((

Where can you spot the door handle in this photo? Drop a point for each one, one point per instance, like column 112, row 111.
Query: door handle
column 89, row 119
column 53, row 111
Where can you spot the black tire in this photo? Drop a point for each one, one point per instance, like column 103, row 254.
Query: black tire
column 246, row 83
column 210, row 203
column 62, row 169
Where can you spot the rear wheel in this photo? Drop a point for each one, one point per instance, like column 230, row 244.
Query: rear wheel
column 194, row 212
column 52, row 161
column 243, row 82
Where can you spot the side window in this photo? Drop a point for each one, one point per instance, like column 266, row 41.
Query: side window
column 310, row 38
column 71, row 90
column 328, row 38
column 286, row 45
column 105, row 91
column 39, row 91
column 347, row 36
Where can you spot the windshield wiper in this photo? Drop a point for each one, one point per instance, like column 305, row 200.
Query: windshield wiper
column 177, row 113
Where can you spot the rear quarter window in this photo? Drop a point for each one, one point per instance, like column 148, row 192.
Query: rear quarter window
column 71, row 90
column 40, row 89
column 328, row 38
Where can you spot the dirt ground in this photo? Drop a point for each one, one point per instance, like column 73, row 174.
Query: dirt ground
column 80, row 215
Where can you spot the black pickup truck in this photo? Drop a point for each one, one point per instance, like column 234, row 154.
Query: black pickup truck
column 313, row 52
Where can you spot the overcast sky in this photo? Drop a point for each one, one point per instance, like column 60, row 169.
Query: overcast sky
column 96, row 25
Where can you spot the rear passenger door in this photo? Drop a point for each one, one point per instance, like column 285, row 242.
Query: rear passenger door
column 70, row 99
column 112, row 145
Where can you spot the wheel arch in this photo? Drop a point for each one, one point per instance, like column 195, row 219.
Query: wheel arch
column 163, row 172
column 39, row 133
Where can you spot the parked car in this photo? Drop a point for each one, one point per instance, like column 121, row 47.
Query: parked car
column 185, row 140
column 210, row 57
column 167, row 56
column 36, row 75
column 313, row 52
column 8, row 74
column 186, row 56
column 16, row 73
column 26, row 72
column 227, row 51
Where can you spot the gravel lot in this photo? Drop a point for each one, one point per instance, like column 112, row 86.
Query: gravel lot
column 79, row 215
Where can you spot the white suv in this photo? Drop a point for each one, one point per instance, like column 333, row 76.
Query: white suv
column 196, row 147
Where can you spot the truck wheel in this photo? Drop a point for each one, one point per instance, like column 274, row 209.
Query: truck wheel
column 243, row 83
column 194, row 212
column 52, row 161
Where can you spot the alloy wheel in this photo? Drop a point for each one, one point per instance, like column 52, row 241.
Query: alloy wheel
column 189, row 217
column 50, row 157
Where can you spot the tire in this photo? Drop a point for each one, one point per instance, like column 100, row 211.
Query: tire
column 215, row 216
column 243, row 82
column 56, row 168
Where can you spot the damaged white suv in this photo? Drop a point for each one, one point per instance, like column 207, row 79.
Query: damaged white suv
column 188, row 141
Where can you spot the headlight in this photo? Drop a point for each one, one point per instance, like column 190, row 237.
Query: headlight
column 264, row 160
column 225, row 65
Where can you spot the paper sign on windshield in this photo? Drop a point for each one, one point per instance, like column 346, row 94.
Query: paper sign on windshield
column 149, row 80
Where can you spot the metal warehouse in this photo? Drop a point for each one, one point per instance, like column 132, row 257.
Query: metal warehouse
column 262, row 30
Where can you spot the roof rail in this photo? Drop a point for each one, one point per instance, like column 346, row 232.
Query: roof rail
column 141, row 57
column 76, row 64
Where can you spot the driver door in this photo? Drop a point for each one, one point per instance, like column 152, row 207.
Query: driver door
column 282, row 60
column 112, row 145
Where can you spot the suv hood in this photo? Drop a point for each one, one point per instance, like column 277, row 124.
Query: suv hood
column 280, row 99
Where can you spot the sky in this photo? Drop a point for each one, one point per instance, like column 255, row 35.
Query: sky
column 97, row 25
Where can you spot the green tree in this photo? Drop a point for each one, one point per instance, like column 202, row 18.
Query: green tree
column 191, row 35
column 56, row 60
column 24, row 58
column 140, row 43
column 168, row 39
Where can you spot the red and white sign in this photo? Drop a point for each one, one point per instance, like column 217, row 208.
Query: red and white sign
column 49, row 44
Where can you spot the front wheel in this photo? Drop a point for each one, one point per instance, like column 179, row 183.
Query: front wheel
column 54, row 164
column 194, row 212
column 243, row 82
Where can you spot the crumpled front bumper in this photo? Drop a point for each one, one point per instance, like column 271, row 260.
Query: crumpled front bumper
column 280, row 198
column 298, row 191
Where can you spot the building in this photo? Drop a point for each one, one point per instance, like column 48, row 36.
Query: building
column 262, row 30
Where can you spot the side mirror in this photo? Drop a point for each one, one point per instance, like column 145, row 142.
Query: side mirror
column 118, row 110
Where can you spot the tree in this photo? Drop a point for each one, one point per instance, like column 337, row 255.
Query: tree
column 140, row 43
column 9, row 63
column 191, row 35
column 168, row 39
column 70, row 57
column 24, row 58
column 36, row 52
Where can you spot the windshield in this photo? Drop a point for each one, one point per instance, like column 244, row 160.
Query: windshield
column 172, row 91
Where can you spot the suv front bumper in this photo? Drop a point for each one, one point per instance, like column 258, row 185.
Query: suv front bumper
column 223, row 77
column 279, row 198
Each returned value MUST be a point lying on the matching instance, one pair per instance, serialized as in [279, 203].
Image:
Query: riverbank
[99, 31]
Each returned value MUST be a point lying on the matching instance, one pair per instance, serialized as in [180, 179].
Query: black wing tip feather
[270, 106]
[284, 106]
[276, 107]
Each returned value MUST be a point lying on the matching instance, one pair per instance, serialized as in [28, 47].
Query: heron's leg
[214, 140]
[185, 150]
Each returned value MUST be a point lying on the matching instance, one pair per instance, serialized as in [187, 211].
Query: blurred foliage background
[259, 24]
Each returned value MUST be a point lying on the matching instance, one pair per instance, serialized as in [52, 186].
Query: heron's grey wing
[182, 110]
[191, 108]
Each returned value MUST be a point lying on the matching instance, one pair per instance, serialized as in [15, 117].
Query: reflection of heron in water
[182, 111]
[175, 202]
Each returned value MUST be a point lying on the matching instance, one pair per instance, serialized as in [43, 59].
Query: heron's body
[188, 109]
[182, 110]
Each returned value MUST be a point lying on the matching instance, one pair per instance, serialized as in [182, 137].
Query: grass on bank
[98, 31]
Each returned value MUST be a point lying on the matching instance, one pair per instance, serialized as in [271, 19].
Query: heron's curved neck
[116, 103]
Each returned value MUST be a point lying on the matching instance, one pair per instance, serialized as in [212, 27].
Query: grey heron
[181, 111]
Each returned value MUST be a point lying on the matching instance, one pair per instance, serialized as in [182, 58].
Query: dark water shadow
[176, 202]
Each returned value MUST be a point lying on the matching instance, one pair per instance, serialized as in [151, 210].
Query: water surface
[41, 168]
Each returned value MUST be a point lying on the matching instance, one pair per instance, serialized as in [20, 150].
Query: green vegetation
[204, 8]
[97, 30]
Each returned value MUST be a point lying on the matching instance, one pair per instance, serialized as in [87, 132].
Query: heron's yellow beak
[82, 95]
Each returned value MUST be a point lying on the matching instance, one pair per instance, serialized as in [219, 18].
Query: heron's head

))

— WHAT IS BEING ASKED —
All entries should be transcribed verbatim.

— SOLUTION TO THE PROBLEM —
Where can you spot the door handle in this photo? Drop a point for each one, one point per instance, like column 112, row 111.
Query: door handle
column 89, row 119
column 53, row 111
Where can you spot the black tire in this photo? Drop a point for each one, one point per instance, like column 103, row 254.
Query: black tire
column 246, row 83
column 210, row 203
column 62, row 169
Where can you spot the rear wheel in this photo? Drop a point for each one, one point per instance, like column 230, row 244.
Query: rear wheel
column 194, row 212
column 52, row 161
column 243, row 82
Where can you spot the side window in this photo? Drop a point for each one, one point per instance, like column 266, row 41.
Query: side window
column 310, row 38
column 71, row 90
column 328, row 38
column 286, row 45
column 105, row 91
column 39, row 91
column 347, row 36
Where can you spot the windshield wiper in this photo? Drop a point for each one, one point per instance, like column 305, row 200.
Query: windshield wiper
column 177, row 113
Where can you spot the rear quarter window in this photo? Drop a point for each one, one point per instance, like column 148, row 192.
Query: rear quarter window
column 71, row 90
column 40, row 89
column 328, row 38
Where can you spot the dirt ground in this photo? Drop a point for each one, one point per instance, like column 73, row 174.
Query: dirt ground
column 80, row 215
Where can you spot the black pickup truck in this photo? Drop a point for each one, one point per instance, like column 234, row 154.
Query: black pickup truck
column 313, row 52
Where can you spot the overcast sky in this photo? Drop a point for each one, one point per instance, like column 60, row 169.
Query: overcast sky
column 96, row 25
Where can you spot the rear passenger door in this photo? Drop a point for each one, one point per instance, like column 285, row 242.
Query: rear passenger door
column 70, row 99
column 112, row 145
Where can you spot the wheel arch in this photo? Drop a point for each one, one point per instance, like column 195, row 219.
Query: wheel arch
column 163, row 172
column 39, row 133
Where can you spot the parked car in this photo? Drop a point for each one, one point per instance, like column 121, row 47.
Query: parked car
column 185, row 140
column 210, row 57
column 167, row 56
column 36, row 75
column 313, row 52
column 8, row 74
column 186, row 56
column 16, row 73
column 26, row 72
column 227, row 51
Where can you spot the gravel lot in this photo? Drop a point for each one, one point per instance, like column 112, row 86.
Query: gravel lot
column 79, row 215
Where can you spot the white suv in this photo? Drop a point for each one, one point per instance, like column 333, row 76.
Query: white suv
column 196, row 147
Where can you spot the truck wheel in this photo? Drop a point for each one, one point per instance, like column 274, row 209.
Query: truck wheel
column 243, row 83
column 194, row 212
column 52, row 161
Where can you spot the alloy wheel in this photo? Drop a point for each one, one point per instance, like column 52, row 241.
Query: alloy wheel
column 189, row 217
column 50, row 157
Where can you spot the tire in this photo? Drop a point for each one, one point per instance, like column 100, row 211.
Query: tire
column 215, row 216
column 243, row 82
column 56, row 168
Where can you spot the damaged white suv in this photo? Drop a point for each one, one point per instance, like column 207, row 79.
Query: damaged white suv
column 188, row 141
Where can you spot the headlight in this photo? Drop a point for each one, one point per instance, like column 190, row 237.
Query: headlight
column 264, row 160
column 225, row 65
Where can you spot the paper sign on windshield in this photo? Drop a point for each one, one point per instance, like column 346, row 94.
Query: paper sign on windshield
column 149, row 80
Where can you spot the metal warehouse in this photo? Drop a point for each one, one point per instance, like column 132, row 257.
Query: metal warehouse
column 262, row 30
Where can you spot the roof rail in this photo? Drop a point for each one, one point per instance, like column 346, row 232.
Query: roof rail
column 141, row 57
column 76, row 64
Where can you spot the driver door in this photo? Drop a point for each one, one point per instance, like column 152, row 207.
Query: driver door
column 282, row 60
column 112, row 145
Where can you spot the suv hood in this photo? Drop a point for each one, one point per instance, like column 277, row 124.
Query: suv hood
column 280, row 99
Where can you spot the sky in this photo? Drop a point for each one, one point per instance, like column 255, row 35.
Query: sky
column 97, row 25
Where can you spot the green tree in this photo? Drop a point for each one, one point per instance, like column 202, row 18.
Query: green tree
column 191, row 35
column 56, row 60
column 24, row 58
column 140, row 43
column 168, row 39
Where can you spot the red and white sign in this photo? Drop a point for each one, one point per instance, like column 217, row 208.
Query: red and white sign
column 49, row 44
Where can you spot the front wheel in this photo? Drop a point for each one, one point per instance, like column 179, row 183.
Query: front wheel
column 54, row 164
column 194, row 212
column 243, row 82
Where can you spot the crumpled front bumper in this photo? Drop a point for each one, one point per instance, like column 271, row 260.
Query: crumpled front bumper
column 280, row 198
column 298, row 191
Where can you spot the building in this photo? Drop a point for each one, one point per instance, like column 48, row 36.
Query: building
column 262, row 30
Where can you spot the side mirror in this photo? Drop a point for each one, one point per instance, like column 145, row 142.
Query: side mirror
column 118, row 110
Where can you spot the tree in this photo? Drop a point for each one, one point per instance, like column 337, row 255.
Query: tree
column 140, row 43
column 9, row 63
column 191, row 35
column 168, row 39
column 70, row 57
column 24, row 58
column 36, row 52
Where can you spot the windshield in this photo? Drop a point for each one, one point per instance, like column 244, row 160.
Query: windshield
column 172, row 91
Where can you spot the suv front bumper in this photo? Drop a point for each one, one point per instance, like column 258, row 185.
Query: suv front bumper
column 223, row 77
column 279, row 198
Each returned value MUST be a point lying on the matching instance, one pair per instance, serialized as in [279, 203].
Image:
Query: riverbank
[99, 31]
Each returned value MUST be a point lying on the matching instance, one pair per instance, serialized as in [180, 179].
Query: black wing tip feather
[270, 106]
[284, 106]
[276, 107]
Each returned value MUST be a point lying on the matching instance, one pair per instance, serialized as in [28, 47].
Query: heron's leg
[214, 140]
[185, 150]
Each returned value MUST be a point lying on the matching instance, one pair per instance, serialized as in [187, 211].
Query: blurred foliage background
[259, 24]
Each returned value MUST be a point lying on the matching instance, one pair per instance, serialized as in [52, 186].
Query: heron's grey wing
[182, 110]
[191, 108]
Each returned value MUST be a point lying on the matching instance, one pair per instance, serialized as in [15, 117].
Query: reflection of heron in water
[182, 111]
[175, 202]
Each returned value MUST be a point lying on the matching instance, one pair per instance, serialized as in [43, 59].
Query: heron's body
[188, 109]
[182, 110]
Each returned value MUST be a point lying on the matching instance, one pair per instance, serialized as in [182, 137].
Query: grass on bank
[98, 31]
Each returned value MUST be a point lying on the matching instance, one pair per instance, serialized as in [271, 19].
Query: heron's curved neck
[116, 103]
Each returned value MUST be a point lying on the matching instance, one pair per instance, serialized as in [212, 27].
Query: grey heron
[181, 111]
Each returned value MUST be a point lying on the matching instance, one pair per instance, serialized as in [182, 58].
Query: dark water shadow
[176, 202]
Each returned value MUST be a point lying on the matching instance, one pair per instance, serialized as in [151, 210].
Query: water surface
[41, 168]
Each returned value MUST be a point lying on the matching instance, one pair per instance, serialized as in [20, 150].
Query: green vegetation
[204, 8]
[97, 30]
Each returned value MUST be a point lying on the matching instance, one pair per instance, serialized as in [87, 132].
Query: heron's yellow beak
[82, 95]
Each returned value MUST be a point lying on the matching instance, one pair per instance, serialized as in [219, 18].
Query: heron's head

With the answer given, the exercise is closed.